-- Start Stored records --

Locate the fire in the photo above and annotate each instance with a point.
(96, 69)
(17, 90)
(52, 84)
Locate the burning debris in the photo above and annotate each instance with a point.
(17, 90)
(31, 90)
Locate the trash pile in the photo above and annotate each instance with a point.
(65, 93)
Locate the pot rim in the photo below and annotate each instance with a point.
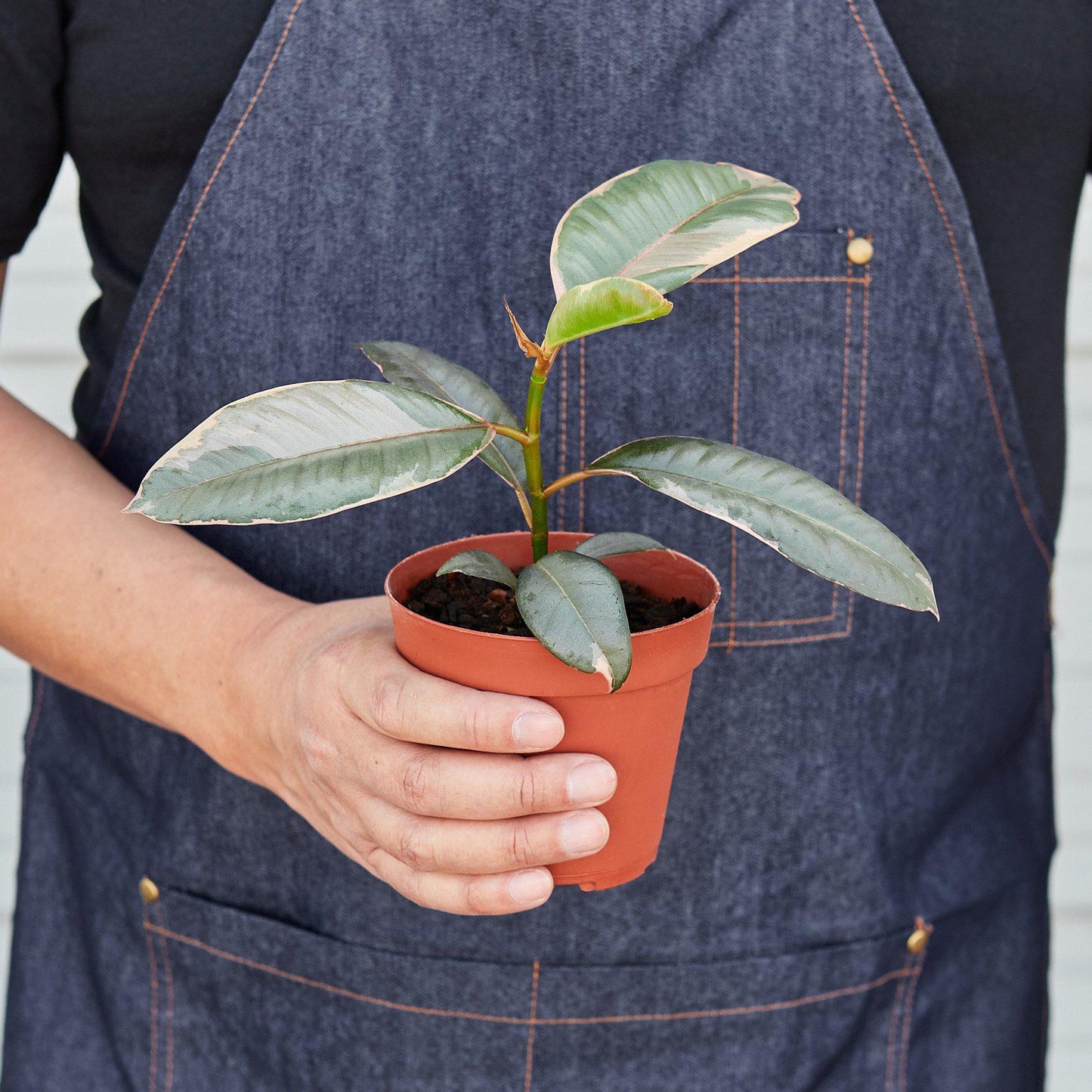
(421, 620)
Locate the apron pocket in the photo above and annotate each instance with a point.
(242, 1001)
(769, 352)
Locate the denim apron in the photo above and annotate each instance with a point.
(849, 889)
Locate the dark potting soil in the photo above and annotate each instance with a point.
(483, 605)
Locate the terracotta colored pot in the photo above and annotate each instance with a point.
(637, 729)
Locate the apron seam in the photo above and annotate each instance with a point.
(537, 1021)
(32, 726)
(153, 1065)
(889, 1068)
(531, 1028)
(734, 625)
(169, 1021)
(189, 227)
(964, 287)
(908, 1019)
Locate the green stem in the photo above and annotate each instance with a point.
(533, 462)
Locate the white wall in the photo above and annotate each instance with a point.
(48, 287)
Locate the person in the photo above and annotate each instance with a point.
(330, 871)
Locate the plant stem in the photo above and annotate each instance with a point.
(513, 434)
(533, 462)
(566, 481)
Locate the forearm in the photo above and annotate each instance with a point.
(138, 614)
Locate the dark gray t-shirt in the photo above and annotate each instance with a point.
(129, 88)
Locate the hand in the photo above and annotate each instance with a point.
(434, 787)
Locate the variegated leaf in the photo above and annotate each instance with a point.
(574, 606)
(478, 562)
(307, 450)
(787, 508)
(421, 370)
(667, 222)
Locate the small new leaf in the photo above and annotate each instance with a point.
(613, 543)
(480, 562)
(602, 305)
(574, 606)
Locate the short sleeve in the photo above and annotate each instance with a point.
(32, 64)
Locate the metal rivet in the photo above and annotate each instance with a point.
(859, 250)
(917, 940)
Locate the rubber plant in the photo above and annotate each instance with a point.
(311, 449)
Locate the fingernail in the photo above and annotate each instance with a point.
(584, 832)
(530, 887)
(537, 729)
(592, 782)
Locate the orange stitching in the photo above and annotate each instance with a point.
(531, 1027)
(864, 391)
(846, 382)
(908, 1013)
(778, 280)
(787, 621)
(908, 1009)
(983, 363)
(892, 1027)
(169, 1076)
(153, 1064)
(793, 640)
(583, 409)
(539, 1021)
(734, 625)
(326, 988)
(189, 228)
(741, 1010)
(564, 444)
(735, 439)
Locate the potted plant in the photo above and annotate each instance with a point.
(311, 449)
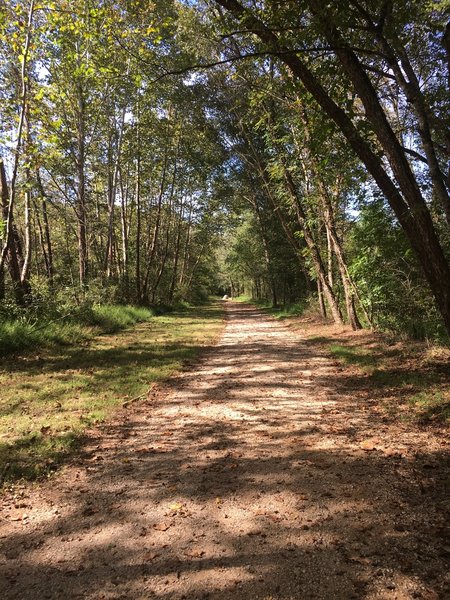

-- End Stored records --

**Given request**
Encode all of the entries above as a JSON array of strings with one string per line, skipping blank lines. Omit the pictures from the output.

**Response**
[
  "Locate the fire in the photo above and annotate each instance with a point.",
  "(96, 69)",
  "(17, 90)",
  "(52, 84)",
  "Locate the burning debris in the photo above and annotate each instance with a point.",
  "(17, 90)",
  "(31, 90)",
  "Locate the trash pile in the photo above and annotate each instance with a point.",
  "(65, 93)",
  "Locate the pot rim in the photo below and annotate each instance with a point.",
  "(421, 620)",
  "Locate the apron pocket in the photo above and annotate each instance with a point.",
  "(242, 1001)",
  "(769, 352)",
  "Locate the denim apron in the photo above and annotate each instance with a point.",
  "(849, 889)",
  "Locate the dark potting soil in the photo above and annotate each instance with a point.",
  "(483, 605)",
  "Locate the terracotta colored pot in the photo above and annotate each instance with a point.",
  "(637, 729)",
  "Locate the apron seam in the photo above and annotate each instance with a point.",
  "(537, 1021)",
  "(32, 726)",
  "(153, 1065)",
  "(889, 1068)",
  "(531, 1028)",
  "(734, 625)",
  "(169, 1021)",
  "(189, 227)",
  "(964, 287)",
  "(908, 1019)",
  "Locate the green stem in the photo above and annotate each instance with a point.",
  "(533, 462)",
  "Locate the white wall in the photo above and annotate each instance with a point.",
  "(48, 287)",
  "Locate the person in the photo above and annotate each instance with a point.",
  "(330, 871)",
  "Locate the plant stem in the photo above and annotate each instance with a point.",
  "(513, 434)",
  "(533, 462)",
  "(566, 481)",
  "Locate the forearm in the photo above and annotate each instance with a point.",
  "(138, 614)",
  "Locate the dark gray t-shirt in the photo above and annotate each instance with a point.",
  "(129, 88)",
  "Locate the hand in the photo above and annotate each instance with a point.",
  "(434, 787)",
  "Locate the variegated leaf in the photo above and annotate each instance with a point.",
  "(574, 606)",
  "(478, 562)",
  "(307, 450)",
  "(787, 508)",
  "(421, 370)",
  "(667, 222)",
  "Locate the small new leaf in the photo above and annotate each instance with a point.",
  "(613, 543)",
  "(480, 562)",
  "(602, 305)",
  "(574, 606)",
  "Locate the short sleeve in the photo above and annotate each instance with a point.",
  "(32, 64)",
  "Locate the metal rivet in the photo above and annotate each instance with a point.",
  "(859, 250)",
  "(917, 940)",
  "Locate the rubber plant in the photo above and annotate each instance with a point.",
  "(311, 449)",
  "Locate the fingernail in the photo above and annotate each instance with a point.",
  "(584, 832)",
  "(530, 887)",
  "(537, 729)",
  "(592, 782)",
  "Locate the orange stitching in the photo above and annotate each instance with a point.",
  "(531, 1027)",
  "(864, 391)",
  "(846, 382)",
  "(908, 1013)",
  "(778, 280)",
  "(787, 621)",
  "(908, 1009)",
  "(983, 363)",
  "(892, 1027)",
  "(169, 1076)",
  "(153, 1064)",
  "(793, 640)",
  "(583, 409)",
  "(539, 1021)",
  "(734, 625)",
  "(326, 988)",
  "(189, 228)",
  "(741, 1010)",
  "(564, 444)",
  "(735, 439)",
  "Locate the potted plant in the photo above and annotate each instance with a point.",
  "(311, 449)"
]